◆ **Exercise task**: Transcribe every one of the rows below verbatim. Leave the pictures out of your transcription.

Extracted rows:
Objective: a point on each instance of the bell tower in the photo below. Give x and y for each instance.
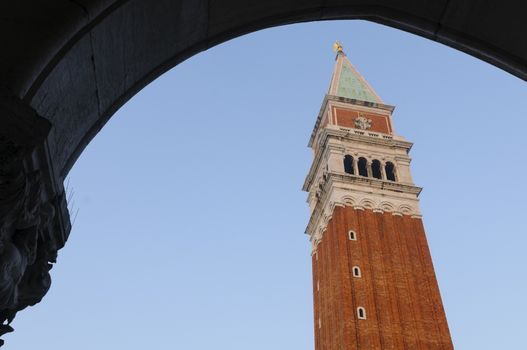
(374, 284)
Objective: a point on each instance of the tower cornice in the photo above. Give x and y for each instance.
(359, 136)
(361, 193)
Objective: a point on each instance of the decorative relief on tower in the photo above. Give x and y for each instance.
(362, 122)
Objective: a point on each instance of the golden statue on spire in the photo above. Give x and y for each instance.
(337, 47)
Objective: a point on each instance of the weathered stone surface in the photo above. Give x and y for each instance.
(34, 221)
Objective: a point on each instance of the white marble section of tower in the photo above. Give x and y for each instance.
(358, 159)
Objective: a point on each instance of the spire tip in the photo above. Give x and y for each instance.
(337, 47)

◆ **Expected output**:
Objective: a point on each instance of the bell tower in the photo below. Give x and y for each instance.
(374, 284)
Objective: a point on each instance of the tower cornice in the photo above. Give x and y for each instance.
(359, 136)
(361, 193)
Objective: a point on each instance of the decorative relief on tower in the photo above. Give x and y for each instance.
(362, 122)
Objective: a point on each instance of the golden statue on spire in the photo above. Give x and y for each instance.
(337, 47)
Objective: a point on each instance of the weathered stone surface in the photo above. Give x and y for each instance.
(34, 221)
Objective: a point on each instance of the white marble section of tower in the photo above. Give x and y for each instance.
(358, 159)
Objective: a point on each instance of the spire tip in the photo above. Give x and y for each instance.
(337, 47)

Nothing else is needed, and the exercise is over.